> _Problem to work on_: Copy the memorial text from "In memory of" to "Pen y Bont.", putting "big family" in place of "large family".

In memory of Philip Henry Woolford

Portrait of Philip Henry WoolfordPhilip Henry Woolford grew up in a large family in Llan Ffestiniog. His parents were Mr and Mrs Alfred Woolford, of Pen y Bont.

Philip moved south for work. He was a collier at Ffaldau Colliery in Pontycymer, Garw Valley, when war broke out in August 1914. He immediately joined the army. His experience of working underground was valuable to the Royal Engineers. The RE allocated him to one of its tunnelling companies, which dug tunnels under enemy-held territory.

He was promoted from Sapper to Sergeant. Prisoners of war taken by his company included a German Corporal who was over two metres (6ft 8in) tall!

In July 1916 Philip received a certificate of proficiency in the use of mine-rescue apparatus; his knowledge was described as “excellent”.

He was wounded on three occasions. First he was shot in the back by a bullet. Then he was struck by shrapnel (a metal fragment) which injured his right hand and body. His jawbone was injured in the third incident. He spent months recuperating in hospitals in France.

He returned to the Garw Valley on leave on 31 August 1916. On 3 September he married Edith Mary Price, whose mother Kate lived at Railway Terrace, Blaengarw. The wedding took place at Bridgend Registry Office. The best man was Philip’s brother William, then living in Bedlinog.

Philip returned to the fray on 27 September and died on 2 October, less than a month after his wedding. He was 25 years old. He is buried at Heilly Station Cemetery in Mericourt-l’Abbé, near Amiens, France. In March 1917 Edith travelled to Cardiff to collect a posthumous medal, described by the press as the Military Medal.

Mr and Mrs Woolford lost another son, Albert, in April 1918. Albert was 16 years old and died of pneumonia, two months after taking up a job in Birkenhead.

> _Listed entries_:
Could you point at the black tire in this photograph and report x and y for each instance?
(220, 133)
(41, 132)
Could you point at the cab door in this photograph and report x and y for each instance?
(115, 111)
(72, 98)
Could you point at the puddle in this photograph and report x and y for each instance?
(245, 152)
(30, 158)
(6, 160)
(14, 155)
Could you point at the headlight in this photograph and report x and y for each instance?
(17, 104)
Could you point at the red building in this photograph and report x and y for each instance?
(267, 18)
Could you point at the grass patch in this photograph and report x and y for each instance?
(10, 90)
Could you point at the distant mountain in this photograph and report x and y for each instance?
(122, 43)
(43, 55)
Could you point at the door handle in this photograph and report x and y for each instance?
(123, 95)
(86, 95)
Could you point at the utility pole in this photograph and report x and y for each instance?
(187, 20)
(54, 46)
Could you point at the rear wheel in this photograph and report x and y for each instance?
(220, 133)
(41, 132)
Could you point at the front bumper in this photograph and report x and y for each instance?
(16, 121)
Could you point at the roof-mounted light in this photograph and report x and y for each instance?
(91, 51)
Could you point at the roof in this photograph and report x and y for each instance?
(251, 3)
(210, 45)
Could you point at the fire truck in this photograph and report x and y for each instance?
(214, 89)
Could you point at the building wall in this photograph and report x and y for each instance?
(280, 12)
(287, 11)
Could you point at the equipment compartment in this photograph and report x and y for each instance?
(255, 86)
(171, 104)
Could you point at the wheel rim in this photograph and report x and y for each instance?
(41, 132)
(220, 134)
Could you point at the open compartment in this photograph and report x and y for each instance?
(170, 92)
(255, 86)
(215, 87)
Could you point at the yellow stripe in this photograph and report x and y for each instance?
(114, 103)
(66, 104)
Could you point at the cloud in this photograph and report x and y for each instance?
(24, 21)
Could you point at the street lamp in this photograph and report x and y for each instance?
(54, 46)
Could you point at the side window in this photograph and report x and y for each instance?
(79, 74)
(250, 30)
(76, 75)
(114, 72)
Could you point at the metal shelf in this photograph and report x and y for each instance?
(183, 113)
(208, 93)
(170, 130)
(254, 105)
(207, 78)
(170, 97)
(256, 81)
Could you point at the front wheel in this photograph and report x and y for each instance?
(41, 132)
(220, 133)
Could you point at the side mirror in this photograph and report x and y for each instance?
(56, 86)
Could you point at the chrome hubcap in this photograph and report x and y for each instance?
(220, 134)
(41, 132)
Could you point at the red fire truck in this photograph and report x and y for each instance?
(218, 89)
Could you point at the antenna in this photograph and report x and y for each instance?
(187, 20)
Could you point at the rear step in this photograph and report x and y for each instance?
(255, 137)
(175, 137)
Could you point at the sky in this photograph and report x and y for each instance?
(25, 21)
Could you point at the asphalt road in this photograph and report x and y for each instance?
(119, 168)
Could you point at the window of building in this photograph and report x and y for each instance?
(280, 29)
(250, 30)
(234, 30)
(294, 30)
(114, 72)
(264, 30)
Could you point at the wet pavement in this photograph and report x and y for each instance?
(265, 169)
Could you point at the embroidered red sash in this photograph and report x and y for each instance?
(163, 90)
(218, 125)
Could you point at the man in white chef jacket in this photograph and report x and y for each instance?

> _Response to this exercise_:
In memory of Philip Henry Woolford

Portrait of Philip Henry WoolfordPhilip Henry Woolford grew up in a big family in Llan Ffestiniog. His parents were Mr and Mrs Alfred Woolford, of Pen y Bont.